■ **TEXT PASSAGE**:
Once it gets hot, it gets stifling and these people already are dealing with some other medical conditions, so their thermal regulation is really limited.
Dhruv: If you can tell us, obviously, people have been talking about climate change for some time, probably in the last decade or so, it really became part of our political and national discourse. What was it like in the late '80s or '90s, early 2000s talking about heat-related illness when it wasn't on everyone's mind in the way it is now?
Douglas: I think it's a little different. It was relevant within the populations that still had heat issues. If you were dealing with laborers and warfighters, soldiers in training, or athletes, these are three populations that heatstroke has always been one of the three leading causes of death. It's just that climate change has taken this into the everyday world for the everyday American citizen. You don't have to be a laborer working for 12 hours, you don't have to be a soldier in training trying to get through basic training, or a football player during August practices.
Now, this is making it affect so many people even just during daily living, daily workouts, daily things that they're trying to do but now they have to face the extreme heat.
Dhruv: I saw a study recently that, it basically modeled what would happen to Phoenix if there was a heatwave and also a power outage. The number of people, I think was nearly half the city might require some level of medical care in that type of setting. Having air conditioning, really it's a lifesaver, but in a lot of places like the Pacific Northwest, parts of Europe, they don't have a lot of air conditioning. I think that's where you often see these nearly mass-casualty events in those settings.
Douglas: Just look at France in 2003, they had 12,000 deaths in one week in one country. I just saw data that this past year in 2022 Europe had 61,000 heatstroke deaths which is just a crazy number for a place that most people would think that have some of the basic resources to protect people. You just mentioned in Phoenix, heatstroke deaths would be in the many thousands if they just had a few days in a row with a power outage because of all the people who would not be able to cope with that extreme heat.
Every person who's having to live through climate change, they're going to have to make additional efforts to protect themselves whether it's when they're going out for a walk or hike, working in their garden, mowing the lawn, doing a job that might have some heat exposure. The four biggest things you can do to protect yourself is having cold fluids nearby that you drink whenever you want, you don't need a specific break to drink, you're drinking when you need fluids.
Second, is having cooling strategies in place, so cold wet towels and a cooler nearby that you can replenish those cold wet towels or even having shade, anything that would be a cooling strategy that your micro-environment would be cooler. Third would be implementing work-to-rest ratios based on the environmental conditions. If it's hotter out, more brutal, you have more rest breaks that are longer. Fourth is heated climatization. Using that first week or two of heat exposure to phase in the intensity and duration of activities so that your body can develop the better physiological responses.
Parul Sehgal: At one point last week, heat alerts in the National Weather Service covered nearly 150 million people in America. Douglas Casa is CEO of the Korey Stringer Institute at the University of Connecticut. He was speaking with Dhruv Khullar of the New Yorker.
New York Public Radio transcripts are created on a rush deadline, often by contractors. This text may not be in its final form and may be updated or revised in the future. Accuracy and availability may vary. The authoritative record of New York Public Radio’s programming is the audio record.

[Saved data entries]
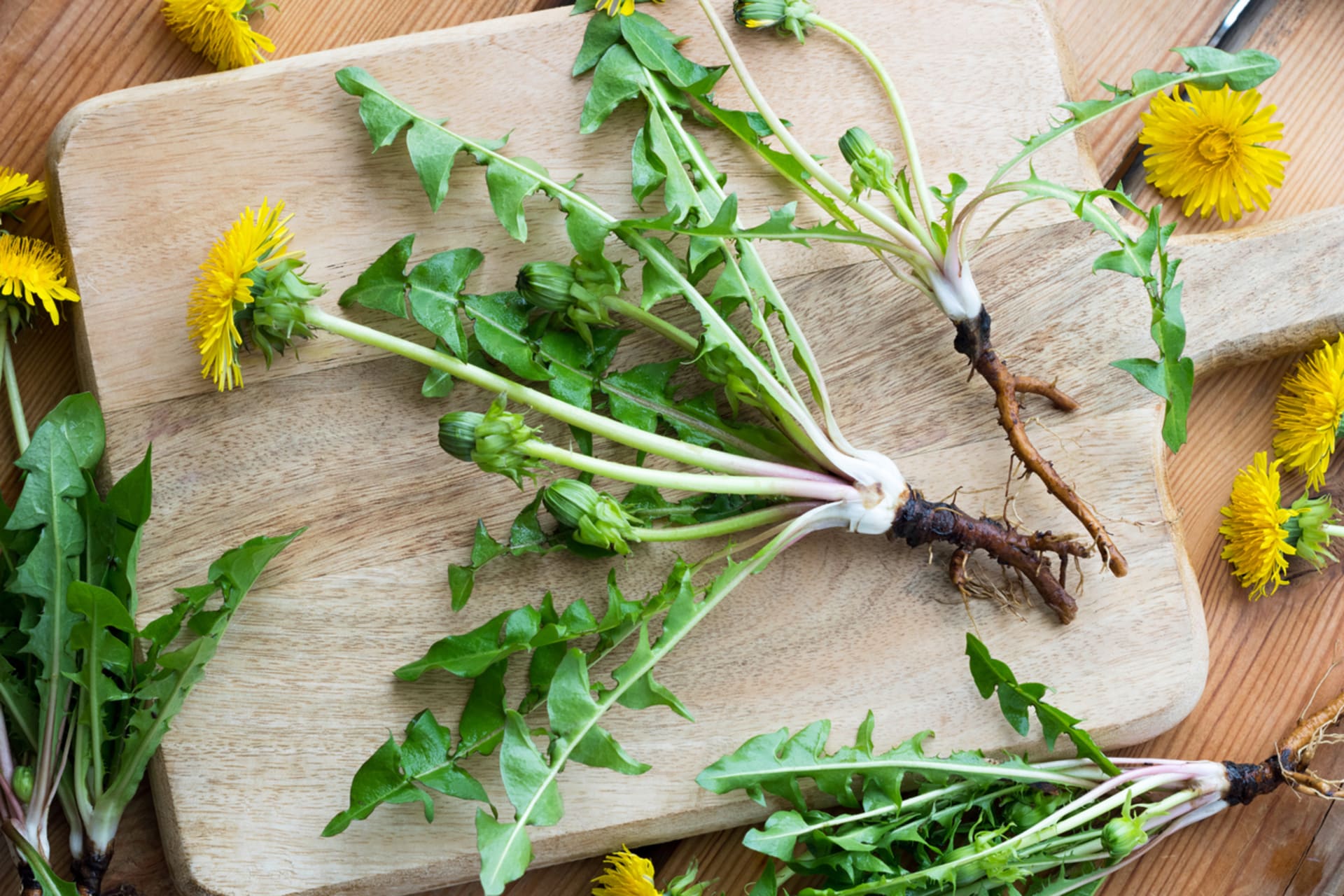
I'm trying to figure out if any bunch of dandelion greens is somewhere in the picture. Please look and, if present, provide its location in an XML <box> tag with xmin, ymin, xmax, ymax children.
<box><xmin>697</xmin><ymin>636</ymin><xmax>1344</xmax><ymax>896</ymax></box>
<box><xmin>184</xmin><ymin>3</ymin><xmax>1266</xmax><ymax>896</ymax></box>
<box><xmin>0</xmin><ymin>393</ymin><xmax>298</xmax><ymax>896</ymax></box>
<box><xmin>682</xmin><ymin>0</ymin><xmax>1278</xmax><ymax>575</ymax></box>
<box><xmin>0</xmin><ymin>165</ymin><xmax>79</xmax><ymax>454</ymax></box>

■ **WHAT IS EXPECTED**:
Reproduce the portion of the heat transcript starting at "Dhruv: If you" and ending at "way it is now?".

■ **RESULT OF THIS EXERCISE**:
Dhruv: If you can tell us, obviously, people have been talking about climate change for some time, probably in the last decade or so, it really became part of our political and national discourse. What was it like in the late '80s or '90s, early 2000s talking about heat-related illness when it wasn't on everyone's mind in the way it is now?